И можно не сомневаться, что оно действительно было ему приятно.

Сталину наверняка импонировало, что такой человек, как Пастернак, «глубоко и упорно» думал о нем. Сурков или Павленко, которые бы «глубоко и упорно думали о Сталине», были ему далеко не так интересны.

Был слух, что в 1937-м, отказываясь дать санкцию на арест Пастернака, Сталин сказал: «Не трогайте этого небожителя!»

Дарованное Пастернаку позволение «присоединиться к письму товарищей» и выразить свои чувства на особицу, не в общем потоке и не в установленном порядке, проистекало из того же источника, что и эта реплика: от Пастернака ждали стихов, прославляющих вождя.

...

** ЗАДАНИЕ A **
Укажите только число строк листинга, в которых встречается строка «tail».

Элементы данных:
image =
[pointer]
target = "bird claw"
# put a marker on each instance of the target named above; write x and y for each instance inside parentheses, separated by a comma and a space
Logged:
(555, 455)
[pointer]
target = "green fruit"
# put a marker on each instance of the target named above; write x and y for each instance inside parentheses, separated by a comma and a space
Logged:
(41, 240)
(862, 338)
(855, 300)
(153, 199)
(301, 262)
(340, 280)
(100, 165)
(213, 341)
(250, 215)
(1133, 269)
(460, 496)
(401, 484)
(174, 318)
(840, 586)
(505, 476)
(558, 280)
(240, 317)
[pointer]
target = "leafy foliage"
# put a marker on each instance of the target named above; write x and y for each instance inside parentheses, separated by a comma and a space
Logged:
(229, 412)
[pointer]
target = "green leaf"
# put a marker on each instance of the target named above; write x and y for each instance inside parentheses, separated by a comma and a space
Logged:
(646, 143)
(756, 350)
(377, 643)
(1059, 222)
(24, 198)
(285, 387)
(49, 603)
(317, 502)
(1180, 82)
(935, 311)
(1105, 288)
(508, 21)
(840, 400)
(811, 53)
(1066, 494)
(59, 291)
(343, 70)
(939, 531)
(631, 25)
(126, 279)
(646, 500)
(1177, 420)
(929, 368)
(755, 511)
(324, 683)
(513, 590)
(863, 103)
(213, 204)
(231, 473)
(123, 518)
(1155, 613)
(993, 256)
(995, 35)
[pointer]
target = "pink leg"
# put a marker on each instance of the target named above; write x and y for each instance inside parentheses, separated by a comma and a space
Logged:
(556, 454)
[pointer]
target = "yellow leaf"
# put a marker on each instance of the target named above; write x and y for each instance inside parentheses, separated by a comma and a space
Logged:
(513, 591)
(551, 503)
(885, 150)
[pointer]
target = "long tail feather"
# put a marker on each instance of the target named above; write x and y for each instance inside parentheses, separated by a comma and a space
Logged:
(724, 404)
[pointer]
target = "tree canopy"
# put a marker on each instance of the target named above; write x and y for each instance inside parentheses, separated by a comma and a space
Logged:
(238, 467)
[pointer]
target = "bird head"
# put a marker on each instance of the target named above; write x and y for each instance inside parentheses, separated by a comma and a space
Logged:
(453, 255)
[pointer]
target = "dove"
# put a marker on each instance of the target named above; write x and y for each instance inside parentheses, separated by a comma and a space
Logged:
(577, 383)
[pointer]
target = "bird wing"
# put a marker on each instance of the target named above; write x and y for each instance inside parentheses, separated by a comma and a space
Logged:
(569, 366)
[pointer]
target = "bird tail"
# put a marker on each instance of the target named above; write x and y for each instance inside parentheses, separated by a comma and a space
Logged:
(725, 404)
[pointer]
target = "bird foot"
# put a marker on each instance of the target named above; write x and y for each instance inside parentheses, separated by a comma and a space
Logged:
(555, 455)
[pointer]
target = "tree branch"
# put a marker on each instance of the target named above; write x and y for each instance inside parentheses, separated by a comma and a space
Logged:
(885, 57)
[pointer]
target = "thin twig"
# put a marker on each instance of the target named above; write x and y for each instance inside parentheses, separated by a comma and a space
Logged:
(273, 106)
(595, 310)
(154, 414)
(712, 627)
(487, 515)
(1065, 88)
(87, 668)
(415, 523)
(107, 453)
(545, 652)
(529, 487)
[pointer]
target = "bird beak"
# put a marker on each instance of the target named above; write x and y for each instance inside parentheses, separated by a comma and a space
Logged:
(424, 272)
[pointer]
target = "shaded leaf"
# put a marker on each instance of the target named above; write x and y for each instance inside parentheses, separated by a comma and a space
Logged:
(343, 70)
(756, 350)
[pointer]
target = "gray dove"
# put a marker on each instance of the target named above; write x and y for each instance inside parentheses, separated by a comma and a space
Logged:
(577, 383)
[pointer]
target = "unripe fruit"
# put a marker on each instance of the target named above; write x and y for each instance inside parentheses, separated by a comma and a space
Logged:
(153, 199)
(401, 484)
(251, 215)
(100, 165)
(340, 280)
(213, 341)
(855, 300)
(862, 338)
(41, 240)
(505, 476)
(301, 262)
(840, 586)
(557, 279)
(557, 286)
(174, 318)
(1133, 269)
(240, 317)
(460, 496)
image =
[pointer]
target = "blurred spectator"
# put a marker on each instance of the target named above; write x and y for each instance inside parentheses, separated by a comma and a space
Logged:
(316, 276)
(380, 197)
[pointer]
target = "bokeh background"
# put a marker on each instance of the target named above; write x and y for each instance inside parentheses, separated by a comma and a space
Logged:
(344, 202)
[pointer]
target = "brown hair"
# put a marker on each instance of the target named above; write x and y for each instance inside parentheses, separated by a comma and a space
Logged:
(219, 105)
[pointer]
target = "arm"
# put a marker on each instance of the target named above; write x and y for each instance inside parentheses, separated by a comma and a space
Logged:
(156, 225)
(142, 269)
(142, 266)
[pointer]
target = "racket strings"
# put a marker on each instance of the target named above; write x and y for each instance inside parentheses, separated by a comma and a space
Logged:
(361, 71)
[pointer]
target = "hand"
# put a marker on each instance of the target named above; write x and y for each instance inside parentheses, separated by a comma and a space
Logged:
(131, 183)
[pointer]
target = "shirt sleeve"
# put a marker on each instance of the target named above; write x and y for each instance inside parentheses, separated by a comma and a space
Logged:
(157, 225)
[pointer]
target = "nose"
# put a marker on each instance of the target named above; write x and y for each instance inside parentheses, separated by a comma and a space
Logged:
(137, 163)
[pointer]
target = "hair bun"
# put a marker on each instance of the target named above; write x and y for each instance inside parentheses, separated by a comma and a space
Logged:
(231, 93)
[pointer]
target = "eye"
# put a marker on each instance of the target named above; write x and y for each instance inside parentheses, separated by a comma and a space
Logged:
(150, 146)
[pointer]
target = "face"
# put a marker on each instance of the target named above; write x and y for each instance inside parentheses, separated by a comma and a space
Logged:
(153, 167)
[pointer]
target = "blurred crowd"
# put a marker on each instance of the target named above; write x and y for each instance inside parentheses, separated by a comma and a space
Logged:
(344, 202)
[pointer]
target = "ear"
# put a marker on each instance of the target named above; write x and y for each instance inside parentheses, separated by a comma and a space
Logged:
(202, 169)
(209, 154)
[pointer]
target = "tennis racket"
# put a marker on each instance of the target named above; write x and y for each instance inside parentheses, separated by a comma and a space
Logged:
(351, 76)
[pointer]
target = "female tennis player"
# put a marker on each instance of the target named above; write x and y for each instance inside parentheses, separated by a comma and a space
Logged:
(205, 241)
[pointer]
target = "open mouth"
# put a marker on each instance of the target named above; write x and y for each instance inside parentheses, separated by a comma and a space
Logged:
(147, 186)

** ЗАДАНИЕ B **
Какие слова, по слуху из текста о Сталине и Пастернаке, произнёс Сталин в 1937 году, когда отказывался дать санкцию на арест Пастернака?

** ОТВЕТ A **
2

** ОТВЕТ B **
«Не трогайте этого небожителя!»